:: Given information
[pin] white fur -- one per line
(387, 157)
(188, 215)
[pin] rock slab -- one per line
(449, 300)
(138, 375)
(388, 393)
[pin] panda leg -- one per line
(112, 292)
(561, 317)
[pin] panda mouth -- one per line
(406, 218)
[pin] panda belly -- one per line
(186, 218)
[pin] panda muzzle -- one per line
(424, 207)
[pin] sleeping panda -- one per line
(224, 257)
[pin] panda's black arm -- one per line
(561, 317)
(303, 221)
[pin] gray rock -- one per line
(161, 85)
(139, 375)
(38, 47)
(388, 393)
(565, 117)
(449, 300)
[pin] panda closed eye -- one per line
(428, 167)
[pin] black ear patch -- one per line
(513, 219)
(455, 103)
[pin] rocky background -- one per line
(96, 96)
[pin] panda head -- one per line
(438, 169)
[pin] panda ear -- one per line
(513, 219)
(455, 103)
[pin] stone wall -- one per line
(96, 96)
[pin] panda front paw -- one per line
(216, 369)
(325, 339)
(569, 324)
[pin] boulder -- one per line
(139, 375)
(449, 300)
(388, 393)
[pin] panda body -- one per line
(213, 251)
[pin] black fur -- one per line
::::
:: Given information
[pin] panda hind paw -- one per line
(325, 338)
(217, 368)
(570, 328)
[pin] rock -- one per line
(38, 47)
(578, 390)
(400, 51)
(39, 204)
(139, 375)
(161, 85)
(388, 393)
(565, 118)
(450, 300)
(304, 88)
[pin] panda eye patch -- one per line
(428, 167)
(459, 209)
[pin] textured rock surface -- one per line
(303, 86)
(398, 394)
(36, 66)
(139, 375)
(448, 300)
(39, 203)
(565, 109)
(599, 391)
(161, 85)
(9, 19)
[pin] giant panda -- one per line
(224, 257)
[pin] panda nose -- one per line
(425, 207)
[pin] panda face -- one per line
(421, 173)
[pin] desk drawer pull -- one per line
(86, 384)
::::
» **Request**: Return the lines between the one holding "[pin] sleeping panda -- one per line" and the one holding "[pin] black fur -- one per line", inclusive, copying each one exactly as it appears.

» **Response for this exercise**:
[pin] sleeping panda -- one per line
(224, 257)
[pin] panda's black arm -- one per line
(561, 317)
(303, 221)
[pin] gray rock -- one per line
(161, 85)
(139, 375)
(38, 47)
(388, 393)
(565, 117)
(449, 300)
[pin] panda closed eye -- one per line
(428, 167)
[pin] black ear patch -- one per line
(513, 219)
(455, 103)
[pin] rocky background -- one per line
(96, 96)
[pin] panda head -- one per line
(438, 169)
[pin] panda ear -- one per line
(513, 219)
(455, 103)
[pin] stone wall -- one per line
(96, 96)
[pin] panda front paw -- one per line
(216, 369)
(325, 339)
(569, 324)
[pin] boulder -- one per line
(139, 375)
(449, 300)
(388, 393)
[pin] panda body -- one per line
(213, 251)
[pin] black fur -- one per line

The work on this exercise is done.